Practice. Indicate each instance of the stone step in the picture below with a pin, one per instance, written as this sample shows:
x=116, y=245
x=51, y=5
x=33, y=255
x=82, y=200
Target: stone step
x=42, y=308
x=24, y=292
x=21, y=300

********

• EXERCISE OBJECTIVE: Take the lines above and print them exactly.

• WRITTEN RESPONSE:
Practice. Indicate each instance of the stone step in the picture below with a pin, one per instance, written as this sample shows:
x=116, y=245
x=51, y=5
x=33, y=255
x=82, y=200
Target: stone step
x=42, y=308
x=24, y=292
x=21, y=300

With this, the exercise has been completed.